**Passage shown:**

Segment Open

Mike Taylor //June 1, 2012//

Brothers’ Russian heritage percolates through Dazbog brand

Mike Taylor //June 1, 2012//

In every Dazbog Coffee shop you’ll see a framed photo of two young boys bundled up and standing on a cobblestone street in Leningrad. The image and the names printed on it – Leonid and Anatoly – are so stereotypically Russian that you think it must be the creation of some marketing agency.

But it’s not. It’s 4-year-old Leonid Yuffa and his 10-year-old brother Anatoly – five years before their family left the former Soviet Union and landed in Denver.

Leonid and Anatoly are the founders of Dazbog Coffee Co., a Denver-based coffee roaster, wholesaler and store franchiser. Their coffees celebrate their Russian heritage with names like Siberian Blend, KGBlend, Russian Roulette, Organic Tchiakovsky Blend and Caspian Espresso.

And then there’s the name of the company itself – Dazbog – which Leonid, 42, describes as an expression of well-wishing. “Like if you move somewhere to start a career, everyone will tell you, ‘Dazbog!’” Leonid says. “We thought it was appropriate for our business because we’re Russian and we really speak about our heritage through our brand.”

Since its founding in 1996, Dazbog has grown to 32 stores, all but six of them in Colorado. That pales next to Starbucks’ 322 Colorado locations (and 8,230 nationwide), but Leonid says Dazbog’s gross sales have increased every year except one, 2010, and the company rebounded from that dip with a record year of sales in 2011.

“It’s extremely competitive,” Leonid says. “There clearly is one number one, and there’s no number two that’s even close. And real estate is harder to find because Starbucks is everywhere. But we’ve really carved out a niche. For one, people love our story. It resonates with them. And that’s what gets them to try a first cup. We’re different-looking, different-feeling.”

The fun that the brothers now have in weaving their Russian heritage throughout the Dazbog brand belies the real hardships they encountered. In the Soviet Union, Leonid was taunted at school, made to stand up in class so he could be pointed at because he was Jewish. As a 9-year-old newcomer to the U.S., he was an outcast because he couldn’t speak English.

“People ask me why I don’t know a lot of day-to-day sayings that a lot of Americans know,” says Leonid, who graduated from CU-Boulder in 1992 with a degree in finance/accounting. “I don’t, because when my friends went home, they went to an American home. When I went home, I went back to Russia. I went to a Russian home with Russian-speaking parents and Russian food and everything.”

To get to the United States and become citizens, the Yuffa family, consisting of three brothers and their parents, endured an immigration process that required them to go through Germany, Australia and Italy over a period of many months. When they arrived in Denver in 1979, they had $900 to their name. Their father, who had been a shoemaker in the Soviet Union, went to work in the shoe business before opening his own shop in less than a year.

Segment Closed

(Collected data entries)

Segment Open

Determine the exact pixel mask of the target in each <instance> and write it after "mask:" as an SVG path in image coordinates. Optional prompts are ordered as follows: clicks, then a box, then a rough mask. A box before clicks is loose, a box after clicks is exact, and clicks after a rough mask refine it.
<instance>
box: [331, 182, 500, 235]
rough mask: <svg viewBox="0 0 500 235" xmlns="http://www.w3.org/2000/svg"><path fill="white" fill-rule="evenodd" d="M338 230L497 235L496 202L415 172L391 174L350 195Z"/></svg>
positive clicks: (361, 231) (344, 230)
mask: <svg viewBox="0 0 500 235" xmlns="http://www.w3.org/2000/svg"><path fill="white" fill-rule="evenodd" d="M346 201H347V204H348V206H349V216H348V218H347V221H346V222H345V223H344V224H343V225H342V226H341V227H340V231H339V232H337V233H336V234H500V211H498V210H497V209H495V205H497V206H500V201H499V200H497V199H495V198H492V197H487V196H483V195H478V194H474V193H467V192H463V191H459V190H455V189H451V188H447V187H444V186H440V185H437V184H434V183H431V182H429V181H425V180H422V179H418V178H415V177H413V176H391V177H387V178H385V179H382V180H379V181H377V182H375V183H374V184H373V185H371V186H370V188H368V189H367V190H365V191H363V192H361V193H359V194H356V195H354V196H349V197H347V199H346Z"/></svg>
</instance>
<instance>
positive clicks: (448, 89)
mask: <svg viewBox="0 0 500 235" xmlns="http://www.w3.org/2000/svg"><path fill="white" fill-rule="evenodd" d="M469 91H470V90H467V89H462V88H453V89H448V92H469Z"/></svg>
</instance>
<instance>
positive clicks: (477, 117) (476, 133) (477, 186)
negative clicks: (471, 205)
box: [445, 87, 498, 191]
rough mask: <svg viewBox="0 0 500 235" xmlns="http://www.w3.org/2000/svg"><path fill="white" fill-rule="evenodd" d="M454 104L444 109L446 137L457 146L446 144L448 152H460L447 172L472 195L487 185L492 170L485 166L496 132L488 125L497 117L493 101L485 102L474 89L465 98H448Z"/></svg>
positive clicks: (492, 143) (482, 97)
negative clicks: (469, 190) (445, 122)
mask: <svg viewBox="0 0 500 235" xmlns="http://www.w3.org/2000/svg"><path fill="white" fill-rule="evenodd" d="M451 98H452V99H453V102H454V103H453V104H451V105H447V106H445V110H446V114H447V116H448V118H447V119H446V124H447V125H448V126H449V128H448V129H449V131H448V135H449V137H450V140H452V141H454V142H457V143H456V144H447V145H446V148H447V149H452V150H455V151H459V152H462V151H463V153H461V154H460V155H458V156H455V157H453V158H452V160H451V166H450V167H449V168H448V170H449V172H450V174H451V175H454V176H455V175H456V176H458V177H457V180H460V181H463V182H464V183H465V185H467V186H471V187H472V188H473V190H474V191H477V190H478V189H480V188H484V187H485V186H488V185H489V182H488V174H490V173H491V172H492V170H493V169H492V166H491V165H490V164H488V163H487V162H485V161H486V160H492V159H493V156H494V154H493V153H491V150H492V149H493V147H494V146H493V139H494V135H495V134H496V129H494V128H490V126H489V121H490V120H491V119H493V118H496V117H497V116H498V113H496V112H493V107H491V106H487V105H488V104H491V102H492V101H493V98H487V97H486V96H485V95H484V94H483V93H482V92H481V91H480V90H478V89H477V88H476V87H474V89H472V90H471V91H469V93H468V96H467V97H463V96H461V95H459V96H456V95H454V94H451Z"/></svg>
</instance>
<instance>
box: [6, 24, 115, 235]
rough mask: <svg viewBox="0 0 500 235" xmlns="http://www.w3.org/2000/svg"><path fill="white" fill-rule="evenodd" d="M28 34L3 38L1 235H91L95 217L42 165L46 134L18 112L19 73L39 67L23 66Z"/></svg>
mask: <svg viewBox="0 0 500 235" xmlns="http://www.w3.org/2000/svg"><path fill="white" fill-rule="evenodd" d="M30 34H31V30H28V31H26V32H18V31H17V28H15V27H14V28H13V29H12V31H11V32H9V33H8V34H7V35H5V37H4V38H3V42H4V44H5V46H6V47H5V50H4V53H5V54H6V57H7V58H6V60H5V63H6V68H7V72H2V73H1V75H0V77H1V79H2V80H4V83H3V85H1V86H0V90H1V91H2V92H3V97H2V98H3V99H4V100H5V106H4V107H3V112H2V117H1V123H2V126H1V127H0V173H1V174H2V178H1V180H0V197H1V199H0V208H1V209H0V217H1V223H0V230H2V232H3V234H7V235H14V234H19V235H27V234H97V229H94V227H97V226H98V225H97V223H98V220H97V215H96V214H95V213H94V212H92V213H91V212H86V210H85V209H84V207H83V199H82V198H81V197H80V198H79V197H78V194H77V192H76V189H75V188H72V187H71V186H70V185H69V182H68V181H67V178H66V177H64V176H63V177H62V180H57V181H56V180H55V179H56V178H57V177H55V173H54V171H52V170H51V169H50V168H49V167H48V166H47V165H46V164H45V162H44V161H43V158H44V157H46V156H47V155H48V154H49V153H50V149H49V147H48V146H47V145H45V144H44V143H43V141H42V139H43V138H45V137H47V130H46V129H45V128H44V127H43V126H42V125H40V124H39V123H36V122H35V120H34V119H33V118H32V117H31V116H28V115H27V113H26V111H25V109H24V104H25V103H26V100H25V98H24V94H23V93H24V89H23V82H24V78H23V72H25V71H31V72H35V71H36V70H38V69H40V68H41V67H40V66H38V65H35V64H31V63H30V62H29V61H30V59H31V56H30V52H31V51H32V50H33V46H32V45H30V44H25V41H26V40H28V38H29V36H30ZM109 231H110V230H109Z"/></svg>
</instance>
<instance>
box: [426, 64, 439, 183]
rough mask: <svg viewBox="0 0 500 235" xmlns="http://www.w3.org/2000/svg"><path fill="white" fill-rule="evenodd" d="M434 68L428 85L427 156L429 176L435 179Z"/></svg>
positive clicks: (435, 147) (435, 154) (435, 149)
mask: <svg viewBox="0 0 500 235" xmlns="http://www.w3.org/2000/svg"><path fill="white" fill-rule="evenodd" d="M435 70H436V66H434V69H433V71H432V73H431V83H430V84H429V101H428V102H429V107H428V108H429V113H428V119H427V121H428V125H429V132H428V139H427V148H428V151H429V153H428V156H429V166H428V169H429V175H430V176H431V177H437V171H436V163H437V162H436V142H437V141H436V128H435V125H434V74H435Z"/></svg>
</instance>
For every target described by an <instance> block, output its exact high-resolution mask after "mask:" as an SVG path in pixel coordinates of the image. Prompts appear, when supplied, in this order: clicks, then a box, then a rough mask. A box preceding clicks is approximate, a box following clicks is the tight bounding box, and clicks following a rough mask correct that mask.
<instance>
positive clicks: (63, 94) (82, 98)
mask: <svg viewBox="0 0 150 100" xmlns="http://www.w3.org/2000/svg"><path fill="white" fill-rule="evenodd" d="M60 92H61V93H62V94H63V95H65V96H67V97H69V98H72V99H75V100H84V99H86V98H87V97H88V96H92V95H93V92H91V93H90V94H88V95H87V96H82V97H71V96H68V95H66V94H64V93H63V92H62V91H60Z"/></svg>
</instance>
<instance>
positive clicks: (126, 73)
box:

Segment Closed
Segment Open

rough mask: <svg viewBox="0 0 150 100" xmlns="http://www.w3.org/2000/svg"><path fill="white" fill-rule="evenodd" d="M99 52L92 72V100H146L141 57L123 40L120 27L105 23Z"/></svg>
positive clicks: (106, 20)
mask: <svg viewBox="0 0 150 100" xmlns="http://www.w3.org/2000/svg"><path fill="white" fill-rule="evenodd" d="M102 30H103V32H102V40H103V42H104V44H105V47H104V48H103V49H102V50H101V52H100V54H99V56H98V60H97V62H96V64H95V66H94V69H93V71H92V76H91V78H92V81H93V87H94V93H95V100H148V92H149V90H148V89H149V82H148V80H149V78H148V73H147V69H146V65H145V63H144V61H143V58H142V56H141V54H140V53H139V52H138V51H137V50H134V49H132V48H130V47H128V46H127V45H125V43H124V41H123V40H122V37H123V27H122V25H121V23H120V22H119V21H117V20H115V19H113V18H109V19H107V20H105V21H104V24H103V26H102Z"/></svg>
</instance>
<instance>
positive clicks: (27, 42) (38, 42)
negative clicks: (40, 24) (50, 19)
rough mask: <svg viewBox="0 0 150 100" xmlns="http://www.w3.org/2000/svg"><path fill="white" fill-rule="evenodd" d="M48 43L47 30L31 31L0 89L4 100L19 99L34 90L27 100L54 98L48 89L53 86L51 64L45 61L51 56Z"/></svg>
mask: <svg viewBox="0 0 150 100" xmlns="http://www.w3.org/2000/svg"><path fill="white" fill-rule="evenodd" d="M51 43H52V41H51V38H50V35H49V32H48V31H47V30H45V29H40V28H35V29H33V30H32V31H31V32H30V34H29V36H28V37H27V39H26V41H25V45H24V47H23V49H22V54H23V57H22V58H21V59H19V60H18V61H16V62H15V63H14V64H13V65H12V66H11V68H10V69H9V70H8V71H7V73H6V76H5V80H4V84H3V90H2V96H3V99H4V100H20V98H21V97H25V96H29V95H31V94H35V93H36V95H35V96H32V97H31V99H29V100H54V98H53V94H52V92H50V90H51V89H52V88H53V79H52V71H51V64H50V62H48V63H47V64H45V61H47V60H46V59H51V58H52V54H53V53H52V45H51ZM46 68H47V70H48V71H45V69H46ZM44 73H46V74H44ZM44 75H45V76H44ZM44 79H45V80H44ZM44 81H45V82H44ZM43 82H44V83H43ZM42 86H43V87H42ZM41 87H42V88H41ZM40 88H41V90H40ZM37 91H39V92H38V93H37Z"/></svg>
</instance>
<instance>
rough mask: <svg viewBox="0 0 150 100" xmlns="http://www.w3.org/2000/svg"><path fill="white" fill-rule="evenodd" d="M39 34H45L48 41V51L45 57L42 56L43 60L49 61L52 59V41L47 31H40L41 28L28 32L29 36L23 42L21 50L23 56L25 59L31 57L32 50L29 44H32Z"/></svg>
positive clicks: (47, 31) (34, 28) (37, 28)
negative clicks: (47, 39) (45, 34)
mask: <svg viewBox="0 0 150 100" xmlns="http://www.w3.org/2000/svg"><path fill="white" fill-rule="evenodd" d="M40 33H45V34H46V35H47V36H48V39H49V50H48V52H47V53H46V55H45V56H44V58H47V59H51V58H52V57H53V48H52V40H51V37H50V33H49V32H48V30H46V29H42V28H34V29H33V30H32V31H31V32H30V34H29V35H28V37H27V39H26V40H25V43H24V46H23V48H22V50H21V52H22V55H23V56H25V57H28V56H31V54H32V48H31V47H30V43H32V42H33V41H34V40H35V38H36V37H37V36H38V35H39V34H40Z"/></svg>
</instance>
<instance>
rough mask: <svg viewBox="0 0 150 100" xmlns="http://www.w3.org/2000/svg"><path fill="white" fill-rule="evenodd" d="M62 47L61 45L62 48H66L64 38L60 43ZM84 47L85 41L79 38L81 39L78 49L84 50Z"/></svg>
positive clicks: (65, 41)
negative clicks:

Segment Closed
Segment Open

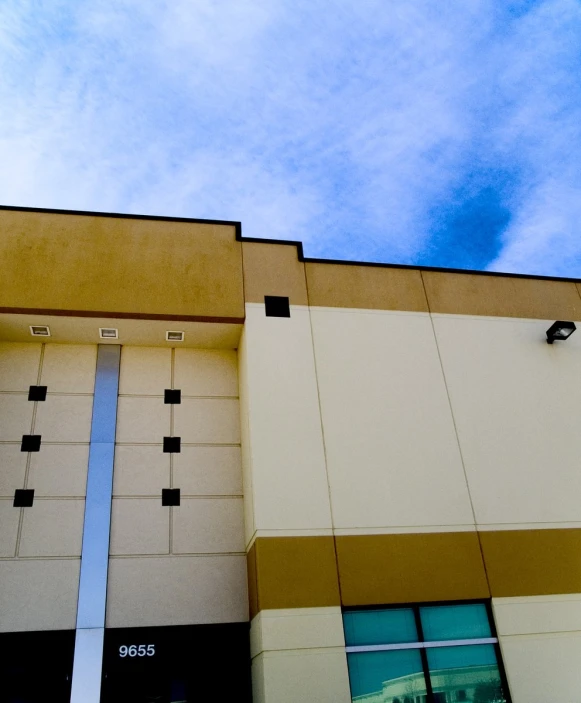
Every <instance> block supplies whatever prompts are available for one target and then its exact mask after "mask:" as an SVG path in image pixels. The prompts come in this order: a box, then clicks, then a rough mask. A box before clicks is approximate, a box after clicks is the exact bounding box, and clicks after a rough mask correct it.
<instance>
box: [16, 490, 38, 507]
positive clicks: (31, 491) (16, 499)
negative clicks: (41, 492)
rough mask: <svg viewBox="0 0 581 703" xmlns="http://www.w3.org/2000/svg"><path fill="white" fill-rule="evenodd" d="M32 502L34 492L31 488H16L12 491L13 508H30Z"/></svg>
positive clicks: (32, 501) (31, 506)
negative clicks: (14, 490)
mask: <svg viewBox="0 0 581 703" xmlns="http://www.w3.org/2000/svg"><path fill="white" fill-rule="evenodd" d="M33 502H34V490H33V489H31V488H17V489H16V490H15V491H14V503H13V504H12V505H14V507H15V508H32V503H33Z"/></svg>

Segment Closed

**Assignment:** Set down everything from "Brothers’ Russian heritage" down to "and Caspian Espresso." in the Dazbog Coffee article above, word for word.

**Solution below:**
Brothers’ Russian heritage percolates through Dazbog brand

Mike Taylor //June 1, 2012//

In every Dazbog Coffee shop you’ll see a framed photo of two young boys bundled up and standing on a cobblestone street in Leningrad. The image and the names printed on it – Leonid and Anatoly – are so stereotypically Russian that you think it must be the creation of some marketing agency.

But it’s not. It’s 4-year-old Leonid Yuffa and his 10-year-old brother Anatoly – five years before their family left the former Soviet Union and landed in Denver.

Leonid and Anatoly are the founders of Dazbog Coffee Co., a Denver-based coffee roaster, wholesaler and store franchiser. Their coffees celebrate their Russian heritage with names like Siberian Blend, KGBlend, Russian Roulette, Organic Tchiakovsky Blend and Caspian Espresso.